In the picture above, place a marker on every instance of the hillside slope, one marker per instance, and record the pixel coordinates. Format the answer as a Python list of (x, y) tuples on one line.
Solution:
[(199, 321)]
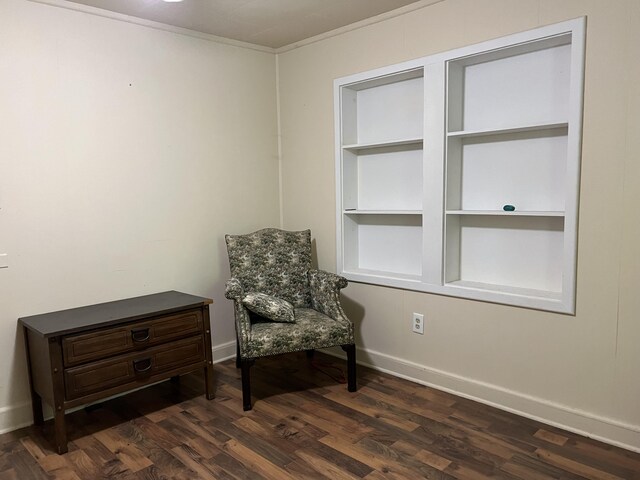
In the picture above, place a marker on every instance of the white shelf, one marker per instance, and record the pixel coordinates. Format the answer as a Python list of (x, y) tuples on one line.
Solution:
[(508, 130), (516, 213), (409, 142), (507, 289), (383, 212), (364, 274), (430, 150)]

* * *

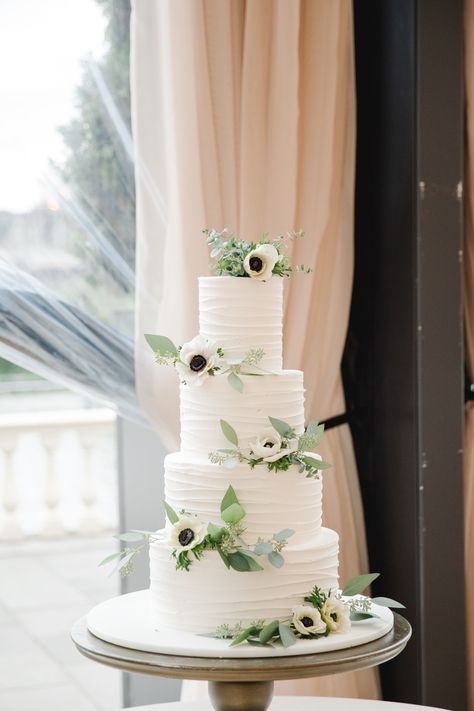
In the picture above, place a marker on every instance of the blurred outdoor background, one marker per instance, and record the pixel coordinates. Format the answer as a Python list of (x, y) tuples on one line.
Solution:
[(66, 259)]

==

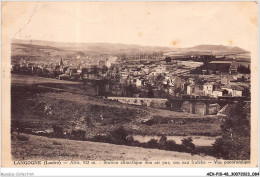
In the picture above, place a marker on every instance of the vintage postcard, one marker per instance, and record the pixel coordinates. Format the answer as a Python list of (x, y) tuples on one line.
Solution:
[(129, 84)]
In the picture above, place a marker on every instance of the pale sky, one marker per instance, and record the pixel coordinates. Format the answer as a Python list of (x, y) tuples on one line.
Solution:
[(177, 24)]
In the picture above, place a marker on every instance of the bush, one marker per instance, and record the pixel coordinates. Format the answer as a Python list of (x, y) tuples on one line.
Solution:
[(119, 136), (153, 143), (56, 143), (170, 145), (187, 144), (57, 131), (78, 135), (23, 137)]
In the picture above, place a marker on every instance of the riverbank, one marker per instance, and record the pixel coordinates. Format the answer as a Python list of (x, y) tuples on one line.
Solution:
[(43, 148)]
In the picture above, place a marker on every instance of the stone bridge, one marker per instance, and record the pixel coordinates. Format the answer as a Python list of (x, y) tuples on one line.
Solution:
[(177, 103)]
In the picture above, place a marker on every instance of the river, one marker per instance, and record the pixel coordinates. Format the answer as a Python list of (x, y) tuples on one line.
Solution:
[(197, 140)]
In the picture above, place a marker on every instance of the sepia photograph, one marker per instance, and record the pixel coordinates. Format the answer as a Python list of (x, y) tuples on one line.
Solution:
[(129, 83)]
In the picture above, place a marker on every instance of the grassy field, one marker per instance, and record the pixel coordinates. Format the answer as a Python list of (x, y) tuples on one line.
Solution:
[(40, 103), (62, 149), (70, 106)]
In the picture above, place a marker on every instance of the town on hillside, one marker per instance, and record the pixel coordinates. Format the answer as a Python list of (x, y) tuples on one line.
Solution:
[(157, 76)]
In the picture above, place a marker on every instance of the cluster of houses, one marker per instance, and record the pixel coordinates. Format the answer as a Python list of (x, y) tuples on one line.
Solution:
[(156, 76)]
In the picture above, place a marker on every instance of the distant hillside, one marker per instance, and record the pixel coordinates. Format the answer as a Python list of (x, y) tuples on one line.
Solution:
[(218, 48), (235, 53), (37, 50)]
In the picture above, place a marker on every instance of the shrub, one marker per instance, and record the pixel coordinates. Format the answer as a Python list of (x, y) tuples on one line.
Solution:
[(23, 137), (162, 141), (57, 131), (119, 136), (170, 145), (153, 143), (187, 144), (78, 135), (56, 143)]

> _Aim_: Turn the lines of the entries from the one containing "of the grassy" through the one containing "[(156, 76)]" into a numbered list, one line per item, leaving out any blank lines.

> _Task solution_:
1. In the picture above, place a marker on every instance of the grassy field, one marker per instance, and record the pixel coordinates. Format the answer as a Python list of (x, y) tuples on one line.
2. Solution:
3. [(40, 103), (62, 149), (70, 106)]
4. In the picture above, place a marker on every instance of the town on hillside, one marker per instance, and record the pixel coordinates. Format the answer as a Python list of (x, y) tuples on one line.
5. Solution:
6. [(157, 76)]
7. In the picture above, place a marker on every instance of the cluster of houses, one marker per instance, and record the pixel coordinates. Format the answer as a Python list of (x, y) tuples on one line.
8. Solution:
9. [(156, 76)]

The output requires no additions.